**Text section:**
▬▬▬▬▬▬

Thursday, July 16th, 2009

Yesterday’s post about my initial responses to Ephesians 2 was a strange one for me to write. It as one of those let’s get the words down raw and let them just sit there as they are. I don’t think I will preach that passage in just that way. And for me it was a risk to write it that way, but it was a choice.

A choice of voice.

In my study of the enneagram I continue to see myself as a Type 8. If you do any kind of looking at the Enneagram types the 8 is the more strong willed, in your face, powerful leader. I am learning to see where I do intimidate people, and I am learning to accept that as my type energy at work. Yet, I have spent years not liking the commonly expected voice of the Enneagram 8, what I am thinking of as the Confrontation Voice.

Before I knew of the Enneagram, I had observed some very clear examples of that Confrontation Voice from church leaders. I saw the harm those harsh words had on my life and on the lives of others. So as I was seeking my own voice as a preacher and a leader I intentionally sought a different voice. It was those years of cultivating a non-confrontational and peacemaking voice that led me first to see my Enneagram Type as a 9. I was content with that.

▬▬▬▬▬▬

**Recorded data:**
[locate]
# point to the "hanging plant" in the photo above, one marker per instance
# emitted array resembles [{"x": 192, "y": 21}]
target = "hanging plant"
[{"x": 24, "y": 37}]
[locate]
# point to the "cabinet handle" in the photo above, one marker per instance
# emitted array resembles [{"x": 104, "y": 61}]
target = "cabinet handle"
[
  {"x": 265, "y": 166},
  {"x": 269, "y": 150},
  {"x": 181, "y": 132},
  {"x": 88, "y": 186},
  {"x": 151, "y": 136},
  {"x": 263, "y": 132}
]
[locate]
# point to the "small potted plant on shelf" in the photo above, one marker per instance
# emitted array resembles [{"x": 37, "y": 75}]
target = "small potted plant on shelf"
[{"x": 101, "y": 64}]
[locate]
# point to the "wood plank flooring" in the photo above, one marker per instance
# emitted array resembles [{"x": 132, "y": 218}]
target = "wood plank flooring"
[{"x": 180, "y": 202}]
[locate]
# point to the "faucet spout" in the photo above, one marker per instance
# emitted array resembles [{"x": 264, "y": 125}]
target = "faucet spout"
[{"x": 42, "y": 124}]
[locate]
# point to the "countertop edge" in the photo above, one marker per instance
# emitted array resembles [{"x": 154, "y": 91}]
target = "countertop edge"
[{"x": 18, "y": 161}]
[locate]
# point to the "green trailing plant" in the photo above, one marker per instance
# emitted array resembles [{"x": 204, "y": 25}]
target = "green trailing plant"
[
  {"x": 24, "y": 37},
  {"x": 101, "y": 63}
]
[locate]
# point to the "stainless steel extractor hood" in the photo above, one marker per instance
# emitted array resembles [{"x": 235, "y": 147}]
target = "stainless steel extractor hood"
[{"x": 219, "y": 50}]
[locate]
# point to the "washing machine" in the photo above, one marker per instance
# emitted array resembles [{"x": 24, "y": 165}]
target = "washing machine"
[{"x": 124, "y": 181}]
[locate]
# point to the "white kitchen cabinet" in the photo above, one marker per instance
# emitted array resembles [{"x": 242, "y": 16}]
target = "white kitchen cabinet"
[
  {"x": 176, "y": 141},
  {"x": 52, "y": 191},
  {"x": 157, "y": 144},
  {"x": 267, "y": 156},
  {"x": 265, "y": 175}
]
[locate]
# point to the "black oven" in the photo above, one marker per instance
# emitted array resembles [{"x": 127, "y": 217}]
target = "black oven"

▬▬▬▬▬▬

**Written request 1:**
In the Enneagram post, shorten the paragraph that begins "In my study of the enneagram" while keeping its main facts.
**Written request 2:**
Carry the post about voice and the Enneagram forward from its final paragraph.

**Exercise response 1:**
Studying the Enneagram, I keep seeing myself as a Type 8: the strong-willed, in-your-face, powerful leader. I'm learning to see where I intimidate people and to accept that as my type's energy. Still, for years I have disliked the voice commonly expected of an 8, which I think of as the Confrontation Voice.

**Exercise response 2:**
So one of my struggles with the Enneagram has been accepting that I do have that Confrontational Energy and voice within me. Part of that acceptance is to find healthy ways to practice it. And practice is the operative word there. I am clumsy with my Enneagram 8 energy and voice. It is a shift of years of practice to become open to an important part of how God made me.

So yesterday’s post was a practice exercise in that more Confrontational Voice that is one of my authentic voices.

My preferred preaching voice? Invitational. And I can see how that can be just as bold and clear of a type 8 voice as the more confrontational one can be.

To me, the Bible is a collection of God’s loving invitations to us. Invitations to live a life aligned with the righteousness and love that God showed us in creating us, tending us, redeeming us, and transforming us. One of my pastors said once that God does not break into our lives to invade us, that is evil’s modus operandi. God knocks gently and persistently on the doors of our hearts inviting us to open and welcome in the Essence of the Divine. We can choose to ignore the invitation and we can refuse it, and God’s grace will respect that choice.

Yet, God will keep on offering the invitation. As long as we have life in our bodies God will keep on offering that invitation. And I’m even open to the idea that not even death will stop God from that extended grace (can we say purgatory?).

Even in the Ephesians 2 and Acts 10 passages, I can just as easily see God reaching out in love to Us and reaching out in love to Them and then looking at each of us with those sparkling/piercing eyes of grace and saying,…

“Shall we dance together?”

That’s a great invitation.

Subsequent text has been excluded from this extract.